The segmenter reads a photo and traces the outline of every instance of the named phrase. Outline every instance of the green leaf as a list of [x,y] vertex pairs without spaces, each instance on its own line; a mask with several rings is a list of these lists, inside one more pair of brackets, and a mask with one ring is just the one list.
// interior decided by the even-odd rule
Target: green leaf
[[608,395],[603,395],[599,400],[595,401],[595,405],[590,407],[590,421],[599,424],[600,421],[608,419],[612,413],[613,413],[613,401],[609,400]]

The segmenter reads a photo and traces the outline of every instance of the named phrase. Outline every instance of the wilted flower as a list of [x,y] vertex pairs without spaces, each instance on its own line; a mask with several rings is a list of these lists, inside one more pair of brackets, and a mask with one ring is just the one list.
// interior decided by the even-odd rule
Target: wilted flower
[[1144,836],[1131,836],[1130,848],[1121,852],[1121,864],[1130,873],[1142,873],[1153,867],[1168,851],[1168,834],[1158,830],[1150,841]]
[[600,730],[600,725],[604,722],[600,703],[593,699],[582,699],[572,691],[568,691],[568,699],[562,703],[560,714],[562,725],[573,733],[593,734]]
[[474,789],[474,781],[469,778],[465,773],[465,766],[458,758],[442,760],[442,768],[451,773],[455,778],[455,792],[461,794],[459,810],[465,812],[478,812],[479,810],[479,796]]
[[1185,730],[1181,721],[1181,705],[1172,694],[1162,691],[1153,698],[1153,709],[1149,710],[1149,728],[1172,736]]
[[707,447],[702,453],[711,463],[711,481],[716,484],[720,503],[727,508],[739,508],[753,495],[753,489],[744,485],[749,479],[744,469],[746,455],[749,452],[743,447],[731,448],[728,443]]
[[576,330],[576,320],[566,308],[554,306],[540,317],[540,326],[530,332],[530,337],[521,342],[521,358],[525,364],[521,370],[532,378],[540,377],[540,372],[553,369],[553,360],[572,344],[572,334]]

## Directions
Rescale the listing above, from the line with "of the wilted" through the end of the listing, and reproduce those lines in full, requests included. Multiply every vertex coordinate in the answers by 1.35 and round to whole numbers, with halves rounded up, but leave the numbers in the requests and their format samples unchanged.

## Response
The segmenter reads a photo and traces the outline of every instance of the named phrase. Outline every instance of the wilted flower as a list of [x,y] vertex pairs without spaces, each instance on its own line; a mask with several rings is a list of these lists, inside one more pair of brackets, and a mask with one ring is just the one list.
// interior decided by the even-odd rule
Target: wilted flower
[[1544,1129],[1527,1129],[1526,1145],[1513,1150],[1513,1166],[1526,1179],[1542,1179],[1557,1170],[1577,1149],[1577,1126],[1563,1121],[1553,1135]]
[[810,986],[810,979],[815,975],[810,949],[801,944],[786,944],[772,933],[767,933],[767,944],[759,949],[756,964],[759,979],[774,990],[801,991]]
[[640,1065],[640,1054],[633,1050],[628,1044],[628,1034],[618,1023],[597,1026],[597,1037],[609,1044],[614,1050],[614,1069],[622,1072],[620,1094],[628,1096],[645,1096],[647,1094],[647,1075]]
[[1600,986],[1594,973],[1594,952],[1582,937],[1569,933],[1557,942],[1557,957],[1551,959],[1551,983],[1582,994]]
[[954,603],[948,612],[960,625],[960,649],[967,653],[972,679],[981,686],[998,686],[1017,668],[1017,660],[1004,655],[1011,647],[1004,633],[1007,614],[1011,610],[1003,603],[987,605],[983,598]]
[[778,446],[778,432],[764,416],[748,413],[729,428],[729,440],[716,448],[716,455],[703,462],[703,483],[709,491],[703,500],[718,510],[729,509],[729,502],[747,498],[747,486],[772,464],[772,451]]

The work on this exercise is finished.